Output every entry below exactly, without its pictures.
(Supplied information Opens)
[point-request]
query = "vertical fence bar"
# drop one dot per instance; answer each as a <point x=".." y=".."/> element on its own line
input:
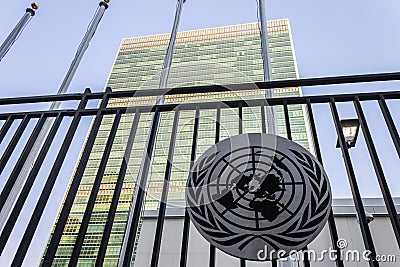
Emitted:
<point x="117" y="191"/>
<point x="217" y="136"/>
<point x="263" y="123"/>
<point x="63" y="216"/>
<point x="164" y="195"/>
<point x="390" y="123"/>
<point x="242" y="261"/>
<point x="306" y="260"/>
<point x="186" y="223"/>
<point x="14" y="141"/>
<point x="287" y="120"/>
<point x="20" y="162"/>
<point x="365" y="231"/>
<point x="138" y="198"/>
<point x="331" y="220"/>
<point x="44" y="196"/>
<point x="9" y="226"/>
<point x="387" y="196"/>
<point x="6" y="126"/>
<point x="240" y="118"/>
<point x="95" y="190"/>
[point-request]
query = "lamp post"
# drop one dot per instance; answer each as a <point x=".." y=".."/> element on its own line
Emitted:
<point x="350" y="129"/>
<point x="127" y="249"/>
<point x="16" y="32"/>
<point x="271" y="110"/>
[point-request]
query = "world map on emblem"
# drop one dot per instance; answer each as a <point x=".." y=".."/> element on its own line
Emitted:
<point x="253" y="195"/>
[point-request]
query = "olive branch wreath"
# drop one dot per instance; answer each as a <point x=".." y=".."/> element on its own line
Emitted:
<point x="294" y="235"/>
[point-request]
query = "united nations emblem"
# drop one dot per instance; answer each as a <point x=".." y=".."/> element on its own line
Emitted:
<point x="254" y="192"/>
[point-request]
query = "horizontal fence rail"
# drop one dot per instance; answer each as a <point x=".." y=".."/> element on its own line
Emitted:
<point x="15" y="126"/>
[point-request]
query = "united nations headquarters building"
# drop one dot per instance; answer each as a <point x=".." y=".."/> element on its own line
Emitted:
<point x="203" y="151"/>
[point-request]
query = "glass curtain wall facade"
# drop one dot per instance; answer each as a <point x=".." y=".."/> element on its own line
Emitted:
<point x="223" y="55"/>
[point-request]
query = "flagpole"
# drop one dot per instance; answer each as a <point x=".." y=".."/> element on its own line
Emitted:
<point x="271" y="110"/>
<point x="16" y="32"/>
<point x="126" y="254"/>
<point x="23" y="174"/>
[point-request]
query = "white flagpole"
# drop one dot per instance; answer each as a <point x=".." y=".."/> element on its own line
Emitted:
<point x="15" y="33"/>
<point x="271" y="110"/>
<point x="20" y="181"/>
<point x="131" y="228"/>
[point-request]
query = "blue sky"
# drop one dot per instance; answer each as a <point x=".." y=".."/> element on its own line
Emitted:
<point x="330" y="38"/>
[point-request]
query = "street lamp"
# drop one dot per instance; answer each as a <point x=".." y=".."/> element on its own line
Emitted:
<point x="350" y="130"/>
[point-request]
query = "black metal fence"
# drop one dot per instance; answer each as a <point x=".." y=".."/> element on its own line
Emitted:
<point x="22" y="118"/>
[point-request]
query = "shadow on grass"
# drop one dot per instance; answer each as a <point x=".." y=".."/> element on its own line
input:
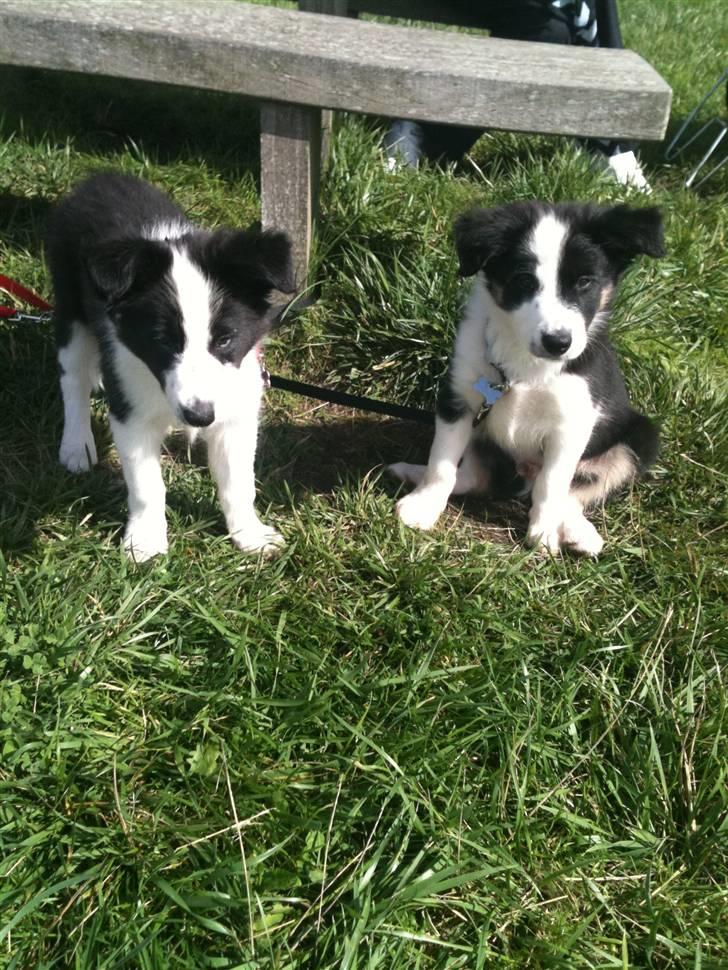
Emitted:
<point x="23" y="222"/>
<point x="306" y="448"/>
<point x="323" y="446"/>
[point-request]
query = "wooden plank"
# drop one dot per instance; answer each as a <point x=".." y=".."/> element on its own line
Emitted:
<point x="336" y="8"/>
<point x="336" y="62"/>
<point x="290" y="153"/>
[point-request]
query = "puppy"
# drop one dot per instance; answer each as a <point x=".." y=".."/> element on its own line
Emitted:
<point x="533" y="348"/>
<point x="169" y="318"/>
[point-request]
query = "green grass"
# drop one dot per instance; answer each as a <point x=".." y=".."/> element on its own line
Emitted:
<point x="381" y="750"/>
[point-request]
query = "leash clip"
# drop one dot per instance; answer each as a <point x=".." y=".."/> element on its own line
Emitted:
<point x="490" y="394"/>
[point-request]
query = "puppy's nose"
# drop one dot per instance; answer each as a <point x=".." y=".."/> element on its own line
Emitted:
<point x="556" y="343"/>
<point x="199" y="414"/>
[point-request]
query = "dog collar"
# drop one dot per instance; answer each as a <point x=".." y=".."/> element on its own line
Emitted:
<point x="489" y="392"/>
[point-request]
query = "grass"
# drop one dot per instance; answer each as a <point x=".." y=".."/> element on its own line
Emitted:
<point x="382" y="749"/>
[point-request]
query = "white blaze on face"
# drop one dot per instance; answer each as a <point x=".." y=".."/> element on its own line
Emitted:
<point x="546" y="313"/>
<point x="195" y="377"/>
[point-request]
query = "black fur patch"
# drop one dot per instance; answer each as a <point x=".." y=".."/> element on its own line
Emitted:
<point x="108" y="275"/>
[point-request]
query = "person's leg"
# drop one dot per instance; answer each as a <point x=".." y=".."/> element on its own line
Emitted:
<point x="406" y="142"/>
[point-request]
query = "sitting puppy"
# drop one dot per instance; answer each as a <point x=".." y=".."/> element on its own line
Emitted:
<point x="170" y="319"/>
<point x="536" y="325"/>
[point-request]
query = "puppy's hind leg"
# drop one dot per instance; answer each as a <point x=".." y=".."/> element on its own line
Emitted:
<point x="78" y="361"/>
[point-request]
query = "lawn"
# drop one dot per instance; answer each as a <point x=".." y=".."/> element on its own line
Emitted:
<point x="382" y="749"/>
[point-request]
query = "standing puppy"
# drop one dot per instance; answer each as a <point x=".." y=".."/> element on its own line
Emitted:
<point x="536" y="324"/>
<point x="169" y="318"/>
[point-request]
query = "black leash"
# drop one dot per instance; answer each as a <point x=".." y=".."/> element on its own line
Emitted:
<point x="280" y="383"/>
<point x="352" y="400"/>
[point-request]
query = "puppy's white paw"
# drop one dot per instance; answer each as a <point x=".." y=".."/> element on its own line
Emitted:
<point x="544" y="534"/>
<point x="259" y="538"/>
<point x="78" y="456"/>
<point x="420" y="510"/>
<point x="144" y="540"/>
<point x="403" y="471"/>
<point x="581" y="536"/>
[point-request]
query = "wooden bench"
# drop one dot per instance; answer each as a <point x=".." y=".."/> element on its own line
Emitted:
<point x="298" y="63"/>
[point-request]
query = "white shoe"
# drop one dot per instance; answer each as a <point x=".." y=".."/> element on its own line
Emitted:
<point x="403" y="145"/>
<point x="627" y="170"/>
(Supplied information Closes)
Answer to the exercise
[point-request]
query = "vertical fence bar"
# drop one dot per instance; answer each as a <point x=".." y=".."/> element on its own line
input:
Emitted:
<point x="117" y="191"/>
<point x="217" y="136"/>
<point x="263" y="123"/>
<point x="63" y="216"/>
<point x="164" y="195"/>
<point x="390" y="123"/>
<point x="242" y="261"/>
<point x="306" y="260"/>
<point x="186" y="223"/>
<point x="14" y="141"/>
<point x="287" y="120"/>
<point x="20" y="162"/>
<point x="365" y="231"/>
<point x="138" y="198"/>
<point x="331" y="220"/>
<point x="44" y="196"/>
<point x="9" y="226"/>
<point x="387" y="196"/>
<point x="6" y="126"/>
<point x="240" y="118"/>
<point x="95" y="190"/>
[point-request]
query = "lamp post"
# drop one dot per instance; answer each as a <point x=".." y=".."/> element on its own line
Emitted:
<point x="350" y="129"/>
<point x="127" y="249"/>
<point x="16" y="32"/>
<point x="271" y="110"/>
[point-request]
query = "world map on emblem"
# drop one dot per instance; answer each as a <point x=".." y=".."/> element on its own line
Emitted:
<point x="253" y="195"/>
[point-request]
query = "olive branch wreath"
# drop one dot per instance; answer each as a <point x=".." y=".."/> element on its own line
Emitted:
<point x="294" y="235"/>
[point-request]
query = "united nations emblem"
# drop one dot per instance; answer each as a <point x=".." y=".."/> element on its own line
Emitted:
<point x="254" y="192"/>
[point-request]
query = "horizontal fence rail"
# drop one dot per instance; answer each as a <point x=".." y=".."/> element on its own line
Emitted:
<point x="15" y="126"/>
[point-request]
query = "united nations headquarters building"
# drop one dot per instance; answer each as a <point x=".." y=".."/> element on its own line
Emitted:
<point x="203" y="151"/>
[point-request]
query = "glass curtain wall facade"
# drop one dot per instance; answer each as a <point x=".." y=".."/> element on its own line
Emitted:
<point x="223" y="55"/>
[point-request]
query = "flagpole"
# drop one dot per instance; answer each as a <point x=".." y=".."/> element on its own line
Emitted:
<point x="271" y="110"/>
<point x="16" y="32"/>
<point x="126" y="254"/>
<point x="23" y="174"/>
[point-request]
query = "white flagpole"
# drop one dot per instance; answer each as a <point x=".." y=".."/> element on its own line
Emitted:
<point x="15" y="33"/>
<point x="271" y="110"/>
<point x="20" y="181"/>
<point x="131" y="228"/>
[point-request]
query = "blue sky"
# drop one dot per instance; answer each as a <point x=".." y=".."/> element on its own line
Emitted:
<point x="330" y="38"/>
[point-request]
query = "street lamp"
# drop one dot per instance; answer each as a <point x=".." y=".."/> element on its own line
Emitted:
<point x="350" y="130"/>
[point-request]
query = "black metal fence"
# drop one dot per instance; answer each as a <point x=".." y=".."/> element on its own line
Emitted:
<point x="22" y="118"/>
[point-request]
query = "shadow on grass"
# drop one dot per instance; answer each as a <point x=".." y=".."/> element on its own line
input:
Emitted:
<point x="23" y="222"/>
<point x="306" y="448"/>
<point x="323" y="446"/>
[point-request]
query = "wooden plank"
# drop one dot per instance; answer each as a <point x=".." y=".."/> element on its own line
Emitted:
<point x="336" y="8"/>
<point x="336" y="62"/>
<point x="290" y="153"/>
[point-request]
query = "puppy"
# drop one dot per instance; answer each as a <point x=".." y=".."/> element on its own line
Emitted:
<point x="533" y="348"/>
<point x="169" y="318"/>
[point-request]
query = "green grass"
# drop one dot per instance; answer each as a <point x=".." y=".."/> element on its own line
Emitted:
<point x="381" y="750"/>
[point-request]
query = "leash clip"
# drop one dot per instance; answer each as a <point x=".." y=".."/> element on its own line
Emitted:
<point x="490" y="394"/>
[point-request]
query = "puppy's nose"
# drop one dot per instance; answer each as a <point x=".." y=".."/> element on its own line
Emitted:
<point x="556" y="343"/>
<point x="199" y="414"/>
[point-request]
query = "dog collar"
# drop one dot per instance; answer each as a <point x=".." y=".."/> element on its own line
Emitted:
<point x="489" y="392"/>
[point-request]
query = "grass"
# drop one dot per instance; answer each as a <point x=".." y=".."/> element on its own line
Emitted:
<point x="382" y="749"/>
[point-request]
query = "white blaze on face"
# drop one dot per instance; answer each as a <point x=".." y=".."/> element on its own line
Emitted:
<point x="546" y="313"/>
<point x="195" y="377"/>
[point-request]
query = "black fur patch"
# drop one dot per instance; answer each as a <point x=".." y=".."/> element on its own line
Emitted:
<point x="108" y="275"/>
[point-request]
query = "person's leg"
# drop one dot per instance; answer each as a <point x=".." y=".."/> element on its own line
Emitted:
<point x="406" y="142"/>
[point-request]
query = "sitting puppy"
# drop one dot per instance; answer each as a <point x=".." y=".."/> element on its own line
Emitted:
<point x="170" y="319"/>
<point x="536" y="325"/>
[point-request]
query = "puppy's hind leg"
# drop one dot per instance; answer each as a <point x=".." y=".."/> element on its own line
Emitted:
<point x="78" y="361"/>
[point-request]
query = "lawn"
# drop one dot per instance; answer each as a <point x=".." y=".."/> element on its own line
Emitted:
<point x="382" y="749"/>
[point-request]
query = "standing puppy"
# drop one dot per instance; answer each as a <point x=".." y=".."/> element on its own line
Emitted:
<point x="536" y="324"/>
<point x="169" y="318"/>
[point-request]
query = "black leash"
# drop one dot per instance; answer each as a <point x=".." y=".."/> element on its own line
Emitted:
<point x="280" y="383"/>
<point x="352" y="400"/>
[point-request]
query = "puppy's white paw"
# drop one dot per instance; answer each as a <point x=".." y=".."/> element on its own line
Emitted:
<point x="544" y="534"/>
<point x="259" y="538"/>
<point x="78" y="456"/>
<point x="420" y="510"/>
<point x="144" y="540"/>
<point x="403" y="471"/>
<point x="581" y="536"/>
[point-request]
query = "wooden bench"
# drop one dot per instance; answer each as a <point x=".." y=".."/> element on its own line
Emitted:
<point x="298" y="63"/>
[point-request]
query = "white shoe"
# drop one dot per instance; answer each as a <point x=".." y=".."/> element on its own line
Emitted:
<point x="403" y="145"/>
<point x="627" y="170"/>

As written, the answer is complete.